======== DATA FOR ANALYSIS
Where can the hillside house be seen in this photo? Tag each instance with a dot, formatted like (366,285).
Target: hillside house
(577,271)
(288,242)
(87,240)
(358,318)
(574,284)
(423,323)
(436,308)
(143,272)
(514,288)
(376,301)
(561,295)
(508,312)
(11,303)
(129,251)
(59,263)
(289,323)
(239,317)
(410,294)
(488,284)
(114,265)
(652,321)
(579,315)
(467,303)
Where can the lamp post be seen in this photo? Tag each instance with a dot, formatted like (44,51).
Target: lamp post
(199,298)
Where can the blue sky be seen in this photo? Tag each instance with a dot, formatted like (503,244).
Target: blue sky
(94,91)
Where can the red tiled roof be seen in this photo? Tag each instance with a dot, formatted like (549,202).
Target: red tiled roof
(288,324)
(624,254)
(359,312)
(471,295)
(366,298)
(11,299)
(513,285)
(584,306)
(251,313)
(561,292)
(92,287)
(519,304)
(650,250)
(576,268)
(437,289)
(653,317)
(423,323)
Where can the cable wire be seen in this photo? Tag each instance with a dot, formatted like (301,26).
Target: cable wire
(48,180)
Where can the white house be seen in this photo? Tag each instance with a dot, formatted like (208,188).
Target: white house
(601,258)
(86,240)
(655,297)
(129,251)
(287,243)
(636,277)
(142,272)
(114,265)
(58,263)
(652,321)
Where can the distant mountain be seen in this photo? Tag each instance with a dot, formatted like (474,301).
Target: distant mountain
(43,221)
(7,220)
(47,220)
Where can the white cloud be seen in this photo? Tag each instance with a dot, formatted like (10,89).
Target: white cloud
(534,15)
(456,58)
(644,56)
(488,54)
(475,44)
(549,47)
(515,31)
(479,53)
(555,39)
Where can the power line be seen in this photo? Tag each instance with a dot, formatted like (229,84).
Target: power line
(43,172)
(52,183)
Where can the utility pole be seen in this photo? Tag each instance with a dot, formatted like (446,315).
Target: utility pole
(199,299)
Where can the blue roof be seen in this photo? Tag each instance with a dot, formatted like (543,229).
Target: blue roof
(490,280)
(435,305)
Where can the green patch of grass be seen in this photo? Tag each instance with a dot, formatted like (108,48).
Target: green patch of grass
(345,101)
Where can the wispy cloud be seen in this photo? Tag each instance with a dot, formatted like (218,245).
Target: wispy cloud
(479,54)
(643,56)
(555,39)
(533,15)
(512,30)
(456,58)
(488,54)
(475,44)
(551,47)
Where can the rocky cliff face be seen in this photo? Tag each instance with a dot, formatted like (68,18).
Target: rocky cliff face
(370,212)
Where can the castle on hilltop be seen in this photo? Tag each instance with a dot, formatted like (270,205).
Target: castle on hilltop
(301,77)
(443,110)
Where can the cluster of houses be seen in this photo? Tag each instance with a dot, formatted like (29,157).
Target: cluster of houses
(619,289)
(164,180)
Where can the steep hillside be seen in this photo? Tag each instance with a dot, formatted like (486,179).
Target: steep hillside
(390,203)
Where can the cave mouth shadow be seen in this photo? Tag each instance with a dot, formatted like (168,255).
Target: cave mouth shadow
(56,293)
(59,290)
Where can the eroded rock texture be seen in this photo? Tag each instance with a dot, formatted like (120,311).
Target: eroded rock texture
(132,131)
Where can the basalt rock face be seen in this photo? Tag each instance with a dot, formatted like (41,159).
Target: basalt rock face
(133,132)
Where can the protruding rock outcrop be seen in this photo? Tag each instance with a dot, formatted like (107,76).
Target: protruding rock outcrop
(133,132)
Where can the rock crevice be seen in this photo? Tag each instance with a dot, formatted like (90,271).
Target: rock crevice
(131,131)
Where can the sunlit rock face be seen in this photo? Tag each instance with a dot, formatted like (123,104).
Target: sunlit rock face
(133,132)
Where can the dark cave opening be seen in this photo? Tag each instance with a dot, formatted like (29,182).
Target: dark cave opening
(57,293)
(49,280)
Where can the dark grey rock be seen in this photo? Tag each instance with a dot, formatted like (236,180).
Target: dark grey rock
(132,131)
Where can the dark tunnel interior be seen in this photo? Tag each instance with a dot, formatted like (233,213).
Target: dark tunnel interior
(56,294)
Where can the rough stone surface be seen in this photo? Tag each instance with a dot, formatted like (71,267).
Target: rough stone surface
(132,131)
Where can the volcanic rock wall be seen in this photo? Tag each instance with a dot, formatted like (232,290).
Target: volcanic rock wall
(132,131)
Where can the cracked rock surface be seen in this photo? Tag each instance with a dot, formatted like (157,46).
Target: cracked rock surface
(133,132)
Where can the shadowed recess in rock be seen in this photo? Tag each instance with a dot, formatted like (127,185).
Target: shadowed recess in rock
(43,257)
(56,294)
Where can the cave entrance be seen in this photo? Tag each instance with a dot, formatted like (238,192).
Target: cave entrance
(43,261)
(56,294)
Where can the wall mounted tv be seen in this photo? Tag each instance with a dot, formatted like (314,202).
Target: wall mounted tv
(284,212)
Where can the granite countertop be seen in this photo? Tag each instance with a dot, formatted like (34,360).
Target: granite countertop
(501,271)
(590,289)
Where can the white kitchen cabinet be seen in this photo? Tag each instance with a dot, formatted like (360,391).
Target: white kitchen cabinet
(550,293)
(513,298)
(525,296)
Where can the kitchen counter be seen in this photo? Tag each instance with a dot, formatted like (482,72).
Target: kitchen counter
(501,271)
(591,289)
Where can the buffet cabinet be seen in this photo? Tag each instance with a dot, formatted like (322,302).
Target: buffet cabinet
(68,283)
================
Transcribe the records from their first line. Stop after the line with "Where can the wispy", including it.

* [ANSWER FOR THIS EXERCISE]
Where can the hillside house be seen in this photo? Tag each instance with a dot, formatted like (366,285).
Target: hillside house
(577,271)
(288,242)
(87,240)
(358,318)
(574,284)
(423,323)
(436,308)
(143,272)
(514,288)
(376,301)
(561,295)
(508,312)
(11,303)
(129,251)
(59,263)
(289,323)
(239,317)
(410,294)
(488,284)
(114,265)
(652,321)
(579,315)
(467,303)
Where can the lamp post be seen in this photo? Tag each instance with a dot, formatted like (44,51).
Target: lamp post
(199,298)
Where can the blue sky be seen in this photo? Tag each instance with a dot, formatted like (503,244).
Target: blue sky
(94,91)
Where can the red tiled roof be seen in this photo? Tag each instance with a dot, formatted like (549,202).
Target: red tiled roof
(288,324)
(624,254)
(359,312)
(471,295)
(366,298)
(11,299)
(513,285)
(584,306)
(251,313)
(561,292)
(92,287)
(519,304)
(650,250)
(576,268)
(437,289)
(653,317)
(423,323)
Where can the cable wire be seen in this photo? Tag each instance with a dot, formatted like (301,26).
Target: cable wire
(48,180)
Where can the white house be seen in this photo? Tag each instance with a dot, formatted like (208,188).
Target: white house
(601,258)
(86,240)
(655,297)
(129,251)
(287,243)
(636,277)
(142,272)
(114,265)
(58,263)
(652,321)
Where can the distant mountain be seen in this photo? Tag each instance with a dot, formatted like (474,301).
Target: distant mountain
(43,221)
(7,220)
(47,220)
Where can the white cloud be seen in this photo? Tag each instance with a dot, formatted like (10,89).
Target: white cloud
(534,15)
(456,58)
(644,56)
(488,54)
(475,44)
(549,47)
(515,31)
(479,53)
(555,39)
Where can the power line be seen in this photo? Tag each instance with a dot, formatted like (229,84).
Target: power line
(43,172)
(52,183)
Where can the utility pole be seen in this photo? Tag each instance with a dot, formatted like (446,315).
Target: utility pole
(199,299)
Where can the blue roof be seen in this photo? Tag each instance with a dot, formatted like (543,229).
Target: blue roof
(490,280)
(435,305)
Where can the green patch of grass be seen in this photo? Tag each instance with a dot, formatted like (108,48).
Target: green patch of grass
(345,101)
Where can the wispy cloud be seen in this photo? Tag each instance with a dot, formatted like (218,245).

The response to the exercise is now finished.